VORGEGEBENER TEXT:
------------------------------
Inzwischen ist EMH Metering aber bei weitem nicht nur auf Deutschland konzentriert, sondern in 50 Ländern weltweit vertreten. Das spezielle Konzept von EMH Metering ist also auch international inzwischen ein Begriff. Das Unternehmen gilt als einer der berühmten »Hidden Champions«, einer der Pioniere der digitalen Zählertechnik und einer der größten Anbieter von Spezialzählern, nicht nur für Energieversorger und Haushalte, sondern auch für Unternehmen und Gewerbe, die ja ebenfalls an vielen Stellen Ströme, Spannungen, Leistungen und die Netzqualität messen und überwachen müssen. Heute sieht sich das Unternehmen als Marktführer auf dem Gebiet der Spezialzähler (Hochpräzisionszähler und Abrechnungszähler für Industrie und Gewerbe) mit einem Marktanteil von 50 bis 60 Prozent allein in Deutschland. Zudem gehören zur Angebotspalette Haushaltszähler, Industriezähler (Hutschienenzähler) und die Kommunikationstechnik.

 

Blick in die Produktion von EMH  Metering.
Blick in die Produktion von EMH Metering.
© EMH Metering

Von der Elektrolok in die Schnellladesäule

Eine besondere Gruppe der Spezialzähler bilden die Zähler, die die Deutsche Bundesbahn einsetzt und die Wechsel- und Gleichstrom messen müssen. Außerdem sind sie mit GPS-Empfängern ausgestattet. Selbstverständlich stellt die Bahn ganz besondere Anforderungen an die Geräte. Inzwischen lassen sich die dort gewonnenen Erfahrungen auch auf einem anderen Gebiet nutzen: Das der Schnellladesäulen, denn die Grundfunktionen, die sich dahinter verbergen, sind weitgehend die gleichen. Heuell: »So kann künftig mit einem Gleichstromzähler von EMH Metering, der sich auf Elektroloks schon seit vielen Jahren bewährt hat, das Laden von E-Autos abgerechnet werden.«

Auch bei den Standardladesäulen ist EMH gut im Geschäft. Der FNN-konforme EDL-Zähler wurde entsprechend den eichrechtlichen Anforderungen der Elektromobilität erweitert und von der PTB zugelassen, so dass die eichrechtskonforme AC-Ladeinfrastruktur zur Verfügung steht. »Auf dem Sektor dieser Ladesäulen dürfte EMH Metering inzwischen einen Marktanteil von 50 Prozent erreichen«, schätzt Heuell.  

Und wie sieht es mit den Steuerboxen aus, über die die Netzbetreiber die Möglichkeit bekommen sollten, flexible Stromverbraucher bei Bedarf zu steuern? Da ist es ruhig geworden, obwohl über die Steuerboxen die Ladesäulen in das Lastmanagement eingebunden werden könnten. Allerdings wurde das »Steuerbare-Verbrauchseinrichtungen-Gesetz« Anfang des Jahres zurückgezogen, deshalb gibt es laut Heuell kaum Nachfrage. EMH Metering beschreitet hier einen anderen Weg und beteiligt sich an einem Feldversuch in Chemnitz, wo zusammen mit Audi, GISA und weiteren Partnern gezeigt wird, wie dynamisches Laden über ein Smart Meter Gateway realisiert werden kann, dass für die sichere Datenverbindung zwischen Haus- und Netzwerkbetreiber sorgt. Die Steuersignale werden entweder zum Heimenergie-Managementsystem (HEMS) oder direkt zum Ladesystem »connect« weitergeleitet, das Audi optional anbietet. Der Datenaustausch erfolgt auf dem EEBus-Protokoll.
------------------------------
DATENAUSZÜGE:

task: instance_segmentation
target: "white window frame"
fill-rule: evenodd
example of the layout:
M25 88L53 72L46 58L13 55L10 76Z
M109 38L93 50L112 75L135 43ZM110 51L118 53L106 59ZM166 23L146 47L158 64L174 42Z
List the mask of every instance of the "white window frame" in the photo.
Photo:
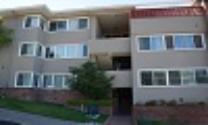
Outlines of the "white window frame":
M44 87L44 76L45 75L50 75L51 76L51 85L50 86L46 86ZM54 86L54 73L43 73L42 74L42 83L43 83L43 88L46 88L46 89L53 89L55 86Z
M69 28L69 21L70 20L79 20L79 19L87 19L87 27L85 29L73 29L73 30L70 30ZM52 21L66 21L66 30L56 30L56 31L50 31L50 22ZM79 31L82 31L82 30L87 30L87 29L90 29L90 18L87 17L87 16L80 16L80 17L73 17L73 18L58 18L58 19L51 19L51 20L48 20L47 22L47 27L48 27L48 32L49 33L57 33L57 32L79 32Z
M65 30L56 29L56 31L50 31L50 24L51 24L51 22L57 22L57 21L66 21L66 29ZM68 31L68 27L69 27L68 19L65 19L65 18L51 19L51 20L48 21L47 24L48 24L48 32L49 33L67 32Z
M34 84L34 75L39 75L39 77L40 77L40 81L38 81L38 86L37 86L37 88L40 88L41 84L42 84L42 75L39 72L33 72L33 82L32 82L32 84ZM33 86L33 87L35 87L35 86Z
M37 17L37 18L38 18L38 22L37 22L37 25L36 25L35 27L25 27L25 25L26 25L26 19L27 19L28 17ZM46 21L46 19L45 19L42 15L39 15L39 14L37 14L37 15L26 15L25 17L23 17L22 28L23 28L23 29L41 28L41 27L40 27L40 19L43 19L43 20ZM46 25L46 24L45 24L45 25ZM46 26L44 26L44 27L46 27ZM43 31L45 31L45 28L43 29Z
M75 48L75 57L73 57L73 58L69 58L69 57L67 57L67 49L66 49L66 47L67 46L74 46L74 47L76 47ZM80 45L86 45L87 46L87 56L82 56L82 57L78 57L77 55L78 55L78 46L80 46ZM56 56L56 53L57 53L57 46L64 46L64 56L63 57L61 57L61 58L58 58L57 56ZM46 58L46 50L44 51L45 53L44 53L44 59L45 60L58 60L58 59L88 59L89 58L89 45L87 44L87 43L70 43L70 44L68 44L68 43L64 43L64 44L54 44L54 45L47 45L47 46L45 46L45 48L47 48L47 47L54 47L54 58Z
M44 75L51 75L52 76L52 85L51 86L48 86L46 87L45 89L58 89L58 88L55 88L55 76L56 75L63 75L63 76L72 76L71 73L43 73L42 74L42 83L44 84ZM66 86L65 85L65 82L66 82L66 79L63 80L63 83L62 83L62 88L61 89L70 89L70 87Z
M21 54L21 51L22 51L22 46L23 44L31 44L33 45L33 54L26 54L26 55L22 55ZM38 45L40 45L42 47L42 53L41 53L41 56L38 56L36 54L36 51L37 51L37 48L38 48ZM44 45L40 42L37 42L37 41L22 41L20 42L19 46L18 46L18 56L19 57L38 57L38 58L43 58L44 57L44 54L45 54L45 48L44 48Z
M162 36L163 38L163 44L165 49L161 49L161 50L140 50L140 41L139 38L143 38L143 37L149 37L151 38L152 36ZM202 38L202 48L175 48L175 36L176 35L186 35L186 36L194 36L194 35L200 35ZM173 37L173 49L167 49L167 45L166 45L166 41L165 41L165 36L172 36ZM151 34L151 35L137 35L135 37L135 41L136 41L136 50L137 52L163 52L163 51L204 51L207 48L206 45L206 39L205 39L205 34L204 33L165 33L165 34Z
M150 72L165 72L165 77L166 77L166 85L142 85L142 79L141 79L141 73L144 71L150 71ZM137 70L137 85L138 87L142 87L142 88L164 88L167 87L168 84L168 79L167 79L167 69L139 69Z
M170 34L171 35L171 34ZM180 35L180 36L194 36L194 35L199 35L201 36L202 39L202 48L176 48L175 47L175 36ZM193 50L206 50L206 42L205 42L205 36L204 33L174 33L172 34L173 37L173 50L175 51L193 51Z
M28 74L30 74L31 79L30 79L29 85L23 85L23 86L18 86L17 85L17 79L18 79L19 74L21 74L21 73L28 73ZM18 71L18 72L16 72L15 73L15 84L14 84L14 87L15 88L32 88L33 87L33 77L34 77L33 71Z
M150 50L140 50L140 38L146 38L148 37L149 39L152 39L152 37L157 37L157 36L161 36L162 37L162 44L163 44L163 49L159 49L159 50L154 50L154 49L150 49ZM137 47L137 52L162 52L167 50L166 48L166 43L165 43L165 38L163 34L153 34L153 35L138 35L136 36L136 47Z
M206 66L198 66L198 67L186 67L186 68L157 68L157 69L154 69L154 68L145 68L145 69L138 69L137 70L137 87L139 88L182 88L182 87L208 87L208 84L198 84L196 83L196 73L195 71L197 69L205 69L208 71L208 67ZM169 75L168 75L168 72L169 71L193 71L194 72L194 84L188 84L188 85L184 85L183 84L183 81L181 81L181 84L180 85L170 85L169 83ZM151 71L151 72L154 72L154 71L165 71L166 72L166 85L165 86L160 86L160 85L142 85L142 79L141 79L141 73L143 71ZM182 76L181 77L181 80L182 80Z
------------------------------
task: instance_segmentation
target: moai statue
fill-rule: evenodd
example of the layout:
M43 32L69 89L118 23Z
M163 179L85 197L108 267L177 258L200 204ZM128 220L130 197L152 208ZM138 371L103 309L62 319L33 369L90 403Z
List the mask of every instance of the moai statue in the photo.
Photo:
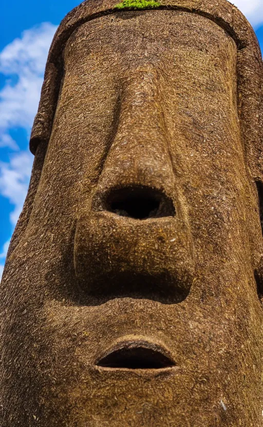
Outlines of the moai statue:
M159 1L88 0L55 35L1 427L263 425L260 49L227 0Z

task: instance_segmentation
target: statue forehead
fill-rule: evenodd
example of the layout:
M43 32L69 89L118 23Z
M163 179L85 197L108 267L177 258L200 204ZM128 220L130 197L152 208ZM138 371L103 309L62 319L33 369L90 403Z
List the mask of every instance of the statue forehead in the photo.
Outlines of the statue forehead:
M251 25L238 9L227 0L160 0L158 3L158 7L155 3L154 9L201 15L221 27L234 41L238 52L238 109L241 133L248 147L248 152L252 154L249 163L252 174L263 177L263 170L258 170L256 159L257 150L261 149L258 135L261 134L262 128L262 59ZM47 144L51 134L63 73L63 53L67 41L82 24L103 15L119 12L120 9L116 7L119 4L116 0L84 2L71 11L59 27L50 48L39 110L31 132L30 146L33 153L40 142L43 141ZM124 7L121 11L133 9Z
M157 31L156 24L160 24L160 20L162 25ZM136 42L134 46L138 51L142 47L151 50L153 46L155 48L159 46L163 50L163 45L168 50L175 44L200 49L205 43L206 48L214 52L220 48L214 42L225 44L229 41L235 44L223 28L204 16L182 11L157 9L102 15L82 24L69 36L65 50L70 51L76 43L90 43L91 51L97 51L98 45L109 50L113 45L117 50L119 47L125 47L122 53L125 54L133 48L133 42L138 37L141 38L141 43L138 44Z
------------------------------
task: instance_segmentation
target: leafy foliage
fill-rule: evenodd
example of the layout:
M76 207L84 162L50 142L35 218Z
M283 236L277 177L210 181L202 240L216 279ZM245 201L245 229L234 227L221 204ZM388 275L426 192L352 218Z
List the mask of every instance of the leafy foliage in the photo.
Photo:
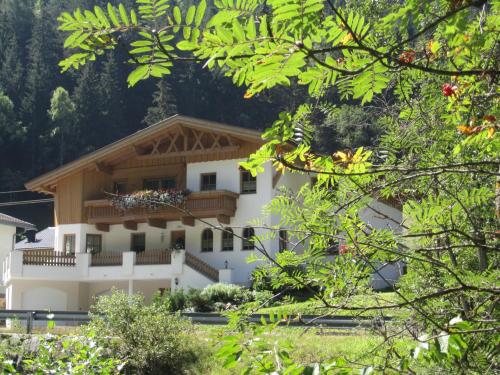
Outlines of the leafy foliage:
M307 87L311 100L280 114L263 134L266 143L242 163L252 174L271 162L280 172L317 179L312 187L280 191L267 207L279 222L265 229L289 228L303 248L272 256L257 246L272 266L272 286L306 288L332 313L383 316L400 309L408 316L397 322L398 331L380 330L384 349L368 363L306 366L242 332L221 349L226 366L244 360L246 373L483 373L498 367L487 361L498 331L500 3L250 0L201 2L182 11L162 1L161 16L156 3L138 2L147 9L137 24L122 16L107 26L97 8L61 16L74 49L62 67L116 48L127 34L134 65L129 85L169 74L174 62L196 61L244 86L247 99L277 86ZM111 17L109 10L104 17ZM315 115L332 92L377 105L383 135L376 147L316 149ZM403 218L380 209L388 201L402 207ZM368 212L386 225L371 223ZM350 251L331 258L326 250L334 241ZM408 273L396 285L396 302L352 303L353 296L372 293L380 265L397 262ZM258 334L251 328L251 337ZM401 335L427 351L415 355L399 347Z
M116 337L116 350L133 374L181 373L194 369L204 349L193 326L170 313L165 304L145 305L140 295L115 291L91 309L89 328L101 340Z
------------------------------
ZIEL A:
Welchen Marktanteil bei Spezialzählern in Deutschland nennt der Text über EMH Metering?
ZIEL B:
Schreibe den Text über EMH Metering im Anschluss an seinen letzten Satz weiter.
Die Auflistung hat keinen Bezug zum Text über EMH Metering.

AUSGABE A:
50 bis 60 Prozent.

AUSGABE B:
Womit wir beim Thema Smart Meter Gateway (SMGW) wären: Schon Ende 2019 hatte das Smart Meter Gateway »CASA« von EMH die Zertifizierung des BSI erhalten. Jetzt hat der Rollout begonnen – allerdings etwas verhalten. Bisher sind noch weniger als 100.000 SMGW verbaut. Von einem Erfolg könne deshalb im Moment noch nicht gesprochen werden: »Wir müssen noch zeigen, dass der Rollout mit hohen Stückzahlen funktioniert. Zum Vergleich: in Frankreich arbeiten 40 Millionen Zähler.«

Allerdings sei beides auch nicht zu vergleichen. Das intelligente Messsystem ist eben weit mehr als nur ein Zähler, sondern ein wichtiges Element innerhalb der Energiewende. Deshalb ist er überzeugt, dass die SMGW in einigen Jahren auch international Erfolge einheimsen werde: »In wenigen Jahren könnten wir die Welt überzeugen. Die Energiewende funktioniert eben nur mit den SMGWs sehr sicher und der Datenschutz ist ebenfalls gewährleistet. Das kann im Moment nur Deutschland und da wird Deutschland auch so schnell niemand einholen können.« EMH bietet dafür alles aus einer Hand: von den SMGWs über die neusten Messeinrichtungen bis hin zum FNN-Basiszähler – alles vollständig in Deutschland produziert. Damit könne EMH flexibel auf sich ändernde gesetzliche Anforderungen reagieren und schnell liefern.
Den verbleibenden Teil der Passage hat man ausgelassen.